With Election Day only two weeks away, public concerns over the possibility of a contested election have shown no signs of abating. In recent weeks, President Trump and Vice President Mike Pence have repeatedly refused to commit to a peaceful transition of power in the event that Democratic nominee Joe Biden wins the presidency, causing worry that the Republican Party may use delays in the counting of ballots or reliance on mail-in ballots as pretext for disputing election results. Meanwhile, some right-wing activists have reportedly told donors that it is, in fact, the Democrats who are planning to delay finalizing the election results, all in a far-fetched effort to install Speaker of the House Nancy Pelosi in the White House.

A great deal has been written about the various scenarios that could result from a contested 2020 election. Fewer efforts, however, have been made to place these scenarios in the broader context of the United States’s presidential selection process. This process has not just one but several dispute resolution processes and fail-safes built into it, any one of which may prove decisive if presented with the right set of facts. But as countless scholars have illustrated over the years, this system is also possessed of numerous gaps, ambiguities and unanswered constitutional questions, all of which may lead to good faith disagreement as to their intended outcomes—and create opportunities for less principled actors to obstruct or manipulate the system if doing so serves their political interests.

This three-part Lawfare series aims to examine the various parts of the system in order to provide a better roadmap as to where a contested election might lead. This first post focuses on the earliest stage of the presidential election process, wherein states use elections (and potentially other methods) to appoint presidential electors, who in turn cast the actual votes for both president and vice president. The next post will examine how these votes are counted by the incoming Congress, whose own ranks will be shaped by the 2020 election and any disputes it may produce. Finally, the last post will consider what the House and Senate will do if the electoral votes fail to decide who becomes president—and what happens if the rest of the process remains deadlocked when Trump’s term as president reaches its constitutionally mandated end at noon on Jan. 20, 2021.

None of these accounts are necessarily comprehensive, as there are more complexities and contingencies in the system than can be done justice in a single set of pieces of this length. But examining the system as a whole will at least help readers orient themselves during the tumultuous weeks that may—but hopefully never will—come after the last ballots are cast on Nov. 3.

Elections and State Legislatures

The process for selecting a new president begins with the states—and, since 1961, the District of Columbia—which each appoint a number of individuals to serve as presidential electors. These electors collectively constitute the Electoral College, and they are the individuals who cast the actual ballots that determine who becomes the next president.

Article II of the Constitution establishes that “[e]ach State shall appoint, in such Manner as the Legislature thereof may direct,” presidential electors equal in number to the total number of senators and representatives that the state has in Congress. According to the Supreme Court, this “convey[s] the broadest power of determination” to state legislatures for determining how such electors are allocated—to the point that, as the court made brutally clear in Bush v. Gore, “[t]he individual citizen has no federal constitutional right to vote for electors for the President of the United States unless and until the state legislature chooses a statewide election as the means to implement its power to appoint members of the electoral college[.]” In early American elections, several state legislatures chose to directly appoint their allotment of presidential electors on the basis of this authority, while others held different types of elections that—ranging from assigning each elector to a particular electoral district within the state, to awarding all electors following a state-wide vote.

_____

## STATED PROBLEM 1
Please gather every line in the entries below that contains the string "neck" and copy each one out. Case counts.

_____

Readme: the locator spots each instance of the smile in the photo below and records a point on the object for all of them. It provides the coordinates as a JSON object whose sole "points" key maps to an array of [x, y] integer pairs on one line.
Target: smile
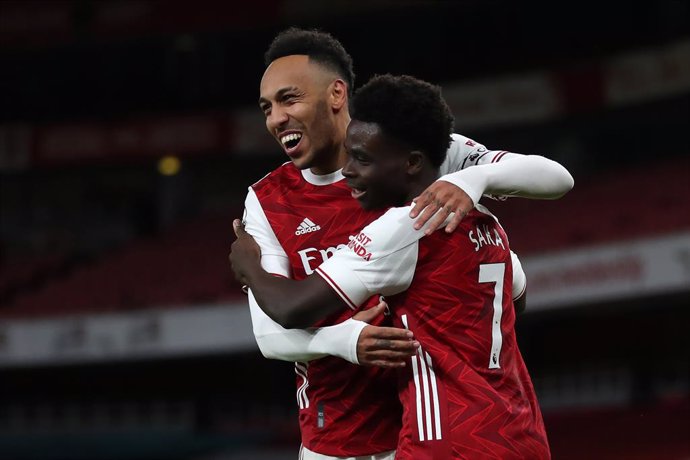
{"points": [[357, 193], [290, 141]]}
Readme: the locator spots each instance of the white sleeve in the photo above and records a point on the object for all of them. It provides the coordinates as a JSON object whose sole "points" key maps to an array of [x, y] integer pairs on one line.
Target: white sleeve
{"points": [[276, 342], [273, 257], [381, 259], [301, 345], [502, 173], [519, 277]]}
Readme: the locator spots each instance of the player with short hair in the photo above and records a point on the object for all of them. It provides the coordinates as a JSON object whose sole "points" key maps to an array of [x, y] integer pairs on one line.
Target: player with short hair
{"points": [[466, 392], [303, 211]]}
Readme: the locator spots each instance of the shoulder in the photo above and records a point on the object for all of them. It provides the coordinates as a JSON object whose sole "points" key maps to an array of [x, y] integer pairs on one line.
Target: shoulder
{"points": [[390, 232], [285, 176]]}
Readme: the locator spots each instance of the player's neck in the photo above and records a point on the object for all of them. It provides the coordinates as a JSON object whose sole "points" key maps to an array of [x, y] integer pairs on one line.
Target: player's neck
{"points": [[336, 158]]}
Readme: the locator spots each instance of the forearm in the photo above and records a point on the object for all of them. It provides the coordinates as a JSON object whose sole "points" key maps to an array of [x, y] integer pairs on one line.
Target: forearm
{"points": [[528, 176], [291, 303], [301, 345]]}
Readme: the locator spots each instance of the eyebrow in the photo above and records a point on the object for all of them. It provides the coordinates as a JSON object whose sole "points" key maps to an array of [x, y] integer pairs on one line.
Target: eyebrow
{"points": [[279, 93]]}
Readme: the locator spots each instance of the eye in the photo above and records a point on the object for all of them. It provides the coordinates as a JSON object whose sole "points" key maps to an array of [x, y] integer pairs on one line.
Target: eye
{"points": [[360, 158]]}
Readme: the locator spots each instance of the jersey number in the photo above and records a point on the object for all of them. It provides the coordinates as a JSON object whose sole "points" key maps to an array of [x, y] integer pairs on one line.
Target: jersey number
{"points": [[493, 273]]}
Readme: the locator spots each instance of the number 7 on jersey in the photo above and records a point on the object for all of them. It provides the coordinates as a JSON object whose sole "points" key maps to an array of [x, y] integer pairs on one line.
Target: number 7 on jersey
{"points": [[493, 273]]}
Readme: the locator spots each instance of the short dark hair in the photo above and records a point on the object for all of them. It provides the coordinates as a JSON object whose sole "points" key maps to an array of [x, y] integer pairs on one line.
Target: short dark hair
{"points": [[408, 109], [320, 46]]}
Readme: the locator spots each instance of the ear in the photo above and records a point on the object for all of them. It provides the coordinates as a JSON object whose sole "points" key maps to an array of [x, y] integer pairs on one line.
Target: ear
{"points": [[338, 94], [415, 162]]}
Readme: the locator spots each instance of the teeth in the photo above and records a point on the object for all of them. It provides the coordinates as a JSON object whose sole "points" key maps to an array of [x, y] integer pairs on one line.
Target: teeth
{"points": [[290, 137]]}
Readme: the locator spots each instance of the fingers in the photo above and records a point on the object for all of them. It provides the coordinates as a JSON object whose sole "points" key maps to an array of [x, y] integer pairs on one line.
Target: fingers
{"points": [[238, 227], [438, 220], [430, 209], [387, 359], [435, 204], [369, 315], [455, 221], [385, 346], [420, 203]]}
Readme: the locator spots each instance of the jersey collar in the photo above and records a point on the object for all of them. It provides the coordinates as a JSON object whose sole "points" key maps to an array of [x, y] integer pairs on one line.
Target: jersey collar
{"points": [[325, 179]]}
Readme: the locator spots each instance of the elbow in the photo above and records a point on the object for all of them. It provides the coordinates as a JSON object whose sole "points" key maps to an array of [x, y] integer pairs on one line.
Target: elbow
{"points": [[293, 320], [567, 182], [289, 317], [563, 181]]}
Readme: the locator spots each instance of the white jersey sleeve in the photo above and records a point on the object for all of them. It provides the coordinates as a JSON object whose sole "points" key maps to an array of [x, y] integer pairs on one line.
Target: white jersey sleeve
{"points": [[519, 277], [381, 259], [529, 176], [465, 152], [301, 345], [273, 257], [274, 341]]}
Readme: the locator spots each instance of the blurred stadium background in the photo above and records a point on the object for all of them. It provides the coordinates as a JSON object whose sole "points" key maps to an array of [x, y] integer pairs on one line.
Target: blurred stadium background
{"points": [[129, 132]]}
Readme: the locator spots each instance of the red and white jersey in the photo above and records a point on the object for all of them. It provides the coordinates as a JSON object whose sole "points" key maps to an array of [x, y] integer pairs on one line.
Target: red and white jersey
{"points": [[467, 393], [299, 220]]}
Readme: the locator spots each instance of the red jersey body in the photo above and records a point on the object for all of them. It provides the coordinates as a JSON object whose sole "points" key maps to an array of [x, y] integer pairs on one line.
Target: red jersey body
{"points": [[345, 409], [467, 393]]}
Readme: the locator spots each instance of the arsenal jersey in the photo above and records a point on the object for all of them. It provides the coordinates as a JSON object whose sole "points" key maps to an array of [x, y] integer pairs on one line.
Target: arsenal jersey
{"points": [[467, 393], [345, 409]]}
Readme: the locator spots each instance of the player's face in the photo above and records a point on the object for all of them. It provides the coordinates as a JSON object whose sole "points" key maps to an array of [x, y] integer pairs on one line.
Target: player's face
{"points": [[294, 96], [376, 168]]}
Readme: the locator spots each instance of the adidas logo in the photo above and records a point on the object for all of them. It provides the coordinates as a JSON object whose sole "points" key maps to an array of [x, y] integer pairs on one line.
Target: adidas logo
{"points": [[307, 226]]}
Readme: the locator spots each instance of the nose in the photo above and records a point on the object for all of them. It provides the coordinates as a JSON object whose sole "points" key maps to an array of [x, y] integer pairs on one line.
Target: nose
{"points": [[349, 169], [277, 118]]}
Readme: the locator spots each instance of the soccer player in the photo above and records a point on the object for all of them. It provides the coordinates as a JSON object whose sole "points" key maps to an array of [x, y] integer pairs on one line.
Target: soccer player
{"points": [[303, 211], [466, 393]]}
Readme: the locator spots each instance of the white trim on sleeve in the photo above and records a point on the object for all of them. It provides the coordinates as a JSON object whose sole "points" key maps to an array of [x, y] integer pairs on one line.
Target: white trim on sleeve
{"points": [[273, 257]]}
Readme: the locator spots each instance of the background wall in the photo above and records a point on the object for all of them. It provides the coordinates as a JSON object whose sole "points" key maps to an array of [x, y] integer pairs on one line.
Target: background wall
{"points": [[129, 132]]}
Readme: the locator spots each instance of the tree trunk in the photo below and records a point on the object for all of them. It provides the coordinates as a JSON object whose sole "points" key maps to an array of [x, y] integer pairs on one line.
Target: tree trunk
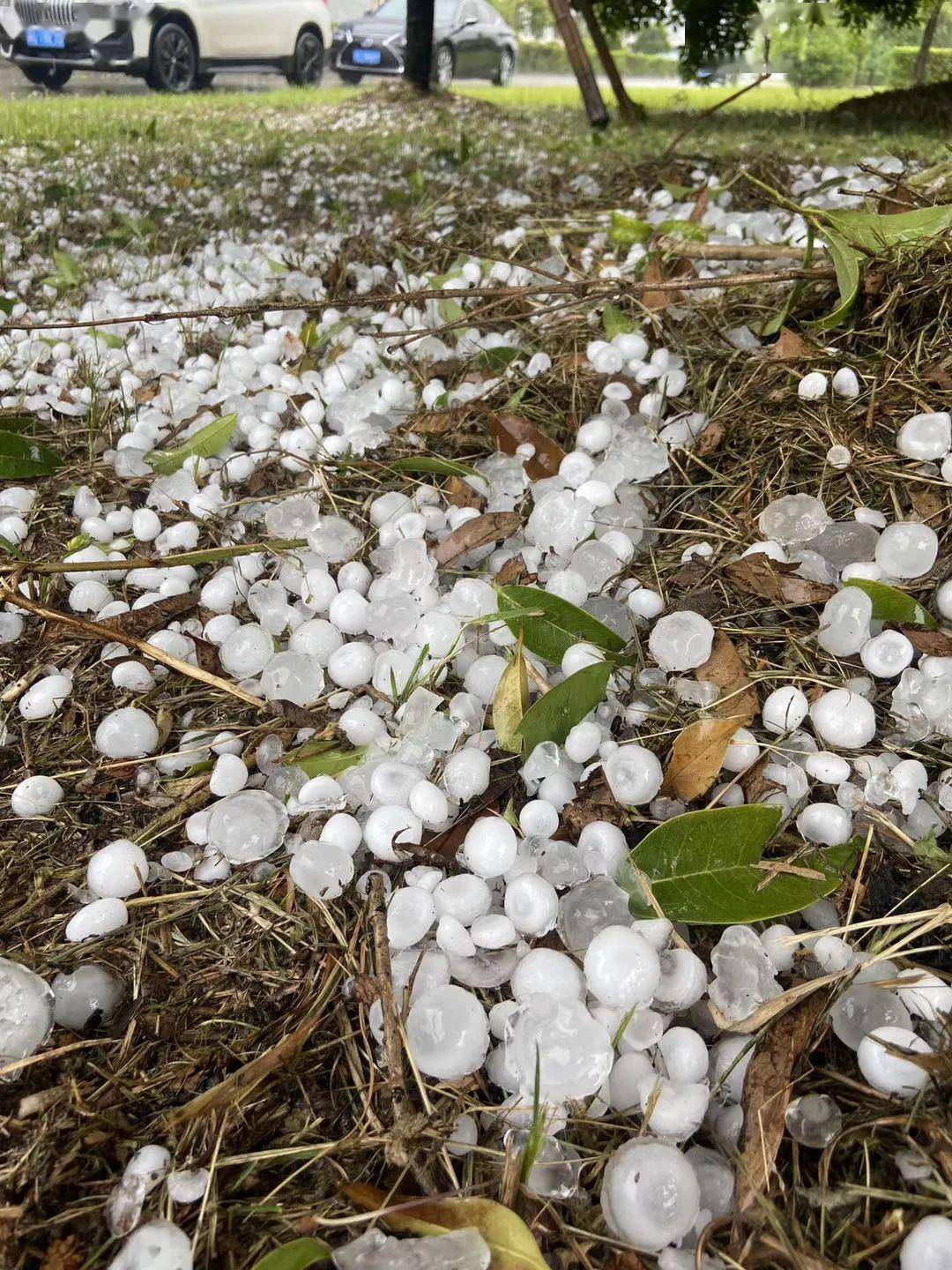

_____

## STATED PROBLEM 2
In the article on a contested election, since what year has the District of Columbia appointed presidential electors?

## RESULT 1
Readme: the locator spots each instance of the player's neck in the photo above and records a point on the object for all of them. It provides the coordinates as a JSON object whose sole "points" key maps to an array of [x, y] integer pairs on one line.
Target: player's neck

## RESULT 2
Since 1961.